● Work to complete
All entries shown below should be duplicated character for character.

(Working data Opens)

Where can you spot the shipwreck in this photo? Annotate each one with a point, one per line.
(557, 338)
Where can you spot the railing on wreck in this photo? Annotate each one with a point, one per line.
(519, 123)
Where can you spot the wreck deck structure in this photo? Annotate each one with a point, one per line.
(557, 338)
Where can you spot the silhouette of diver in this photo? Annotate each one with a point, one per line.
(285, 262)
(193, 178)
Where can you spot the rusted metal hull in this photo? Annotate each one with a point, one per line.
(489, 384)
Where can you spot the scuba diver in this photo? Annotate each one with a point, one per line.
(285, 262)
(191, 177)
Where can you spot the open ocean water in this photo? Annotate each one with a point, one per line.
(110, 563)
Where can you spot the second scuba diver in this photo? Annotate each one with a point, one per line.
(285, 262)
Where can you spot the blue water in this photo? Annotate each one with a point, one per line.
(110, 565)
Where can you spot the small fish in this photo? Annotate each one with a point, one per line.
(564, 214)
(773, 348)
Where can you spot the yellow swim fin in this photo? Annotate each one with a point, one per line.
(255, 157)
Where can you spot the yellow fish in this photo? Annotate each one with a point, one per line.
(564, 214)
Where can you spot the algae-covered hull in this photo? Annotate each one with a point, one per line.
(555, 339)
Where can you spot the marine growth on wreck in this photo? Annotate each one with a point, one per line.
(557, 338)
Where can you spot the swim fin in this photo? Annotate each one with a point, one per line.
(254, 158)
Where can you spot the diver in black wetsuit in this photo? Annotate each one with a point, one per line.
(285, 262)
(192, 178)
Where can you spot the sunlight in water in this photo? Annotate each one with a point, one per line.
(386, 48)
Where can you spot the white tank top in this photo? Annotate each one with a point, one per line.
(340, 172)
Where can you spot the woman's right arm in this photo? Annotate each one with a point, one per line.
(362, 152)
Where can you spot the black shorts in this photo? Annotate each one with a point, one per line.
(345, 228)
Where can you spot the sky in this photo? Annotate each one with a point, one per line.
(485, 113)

(Working data Closes)

● Written answer
Where can you spot the shipwreck in this photo? Annotate each one with a point, one per line.
(557, 338)
Where can you spot the railing on wreck in this photo? Annotate each one with a point, one per line.
(519, 123)
Where can you spot the wreck deck structure in this photo? Annotate each one with a point, one per line.
(557, 338)
Where can you spot the silhouette of diver in this photo? Annotate each one with a point, one per line.
(285, 262)
(193, 178)
Where can you spot the rusted metal hull in this photo? Annotate each one with a point, one per line.
(489, 384)
Where can you spot the scuba diver in this photo? Annotate each one with a point, one per line.
(285, 262)
(191, 177)
Where can you spot the open ocean water in this photo? Annotate each one with a point, one per line.
(110, 563)
Where can you spot the second scuba diver in this photo? Annotate each one with a point, one per line.
(285, 262)
Where can you spot the blue water in this photo? Annotate each one with a point, one per line.
(110, 565)
Where can you spot the small fish in this photo? Annotate each one with a point, one per line.
(564, 214)
(773, 348)
Where can you spot the yellow swim fin in this photo? Annotate each one with a point, one per line.
(255, 157)
Where can you spot the yellow fish in this photo? Annotate each one with a point, one per line.
(564, 214)
Where can you spot the algae-covered hull in this photo? Annotate each one with a point, one per line.
(555, 339)
Where can you spot the marine growth on wreck in this photo? Annotate each one with a point, one per line.
(557, 338)
Where can you spot the swim fin in this photo? Annotate each one with a point, one per line.
(254, 158)
Where can you spot the diver in black wetsuit in this photo? Annotate each one with a point, one per line.
(285, 262)
(192, 178)
Where can you spot the sunlight in water in this photo? Annotate each one with a point, one per line.
(386, 48)
Where can you spot the white tank top in this photo? Annotate each one with a point, one per line.
(340, 172)
Where can you spot the woman's right arm in this photo? Annotate each one with a point, one per line.
(362, 152)
Where can you spot the black shorts in this photo? Annotate each one with a point, one per line.
(345, 228)
Where can you spot the sky in this photo? Annotate each one with a point, one per line.
(485, 113)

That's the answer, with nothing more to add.